>> START Article

Last week I talked about National Treatment in the context of the hearing in the Grand River Enterprises NAFTA Chapter 11 case. Stimulated by re-reading an article by Nicholas DiMascio & Joost Pauwelyn, "Nondiscrimination in Trade and Investment Treaties: Worlds Apart or Two Sides of the Same Coin?" (available from HeinOnline here), I've been thinking a bit more about National Treatment in the area of investment treaty law. In particular, I've been trying to flesh out the possible standards for "less favorable treatment." In this post, I try to articulate as clearly as I can my view of things. (Of course, others might have a completely different perspective on how to approach this issue, which can make a discussion difficult, but there's only so much you can do in a blog post!)

>> END Article
>> START Provided information

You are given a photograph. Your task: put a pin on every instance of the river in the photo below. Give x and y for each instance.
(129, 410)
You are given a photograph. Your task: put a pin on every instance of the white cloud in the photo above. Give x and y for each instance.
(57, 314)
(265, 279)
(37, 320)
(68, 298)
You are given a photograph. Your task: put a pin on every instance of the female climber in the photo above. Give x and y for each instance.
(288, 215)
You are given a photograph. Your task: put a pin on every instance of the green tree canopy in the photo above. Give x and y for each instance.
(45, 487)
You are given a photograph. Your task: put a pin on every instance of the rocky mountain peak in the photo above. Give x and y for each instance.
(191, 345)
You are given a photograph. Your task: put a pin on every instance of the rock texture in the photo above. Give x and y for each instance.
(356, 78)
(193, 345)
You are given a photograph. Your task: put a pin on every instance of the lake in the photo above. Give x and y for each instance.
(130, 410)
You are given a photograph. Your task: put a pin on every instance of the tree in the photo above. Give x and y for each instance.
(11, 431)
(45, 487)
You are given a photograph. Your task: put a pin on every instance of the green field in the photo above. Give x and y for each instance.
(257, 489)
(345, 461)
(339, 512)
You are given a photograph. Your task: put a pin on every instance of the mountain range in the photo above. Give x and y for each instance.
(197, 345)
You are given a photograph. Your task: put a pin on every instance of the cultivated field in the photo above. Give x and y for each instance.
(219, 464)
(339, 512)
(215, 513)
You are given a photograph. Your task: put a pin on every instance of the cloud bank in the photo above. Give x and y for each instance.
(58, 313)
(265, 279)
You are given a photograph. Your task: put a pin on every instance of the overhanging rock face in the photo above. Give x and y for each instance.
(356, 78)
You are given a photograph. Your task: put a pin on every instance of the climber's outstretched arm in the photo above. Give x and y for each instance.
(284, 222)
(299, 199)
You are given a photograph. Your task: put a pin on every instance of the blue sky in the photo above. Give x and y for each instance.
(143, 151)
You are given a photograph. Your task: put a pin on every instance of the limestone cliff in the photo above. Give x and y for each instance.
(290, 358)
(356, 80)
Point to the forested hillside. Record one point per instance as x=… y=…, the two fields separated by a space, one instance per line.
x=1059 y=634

>> END Provided information

- _Stated task_: In the blog post on National Treatment, the hearing in which case was discussed the previous week?

- _Written solution_: The Grand River Enterprises NAFTA Chapter 11 case.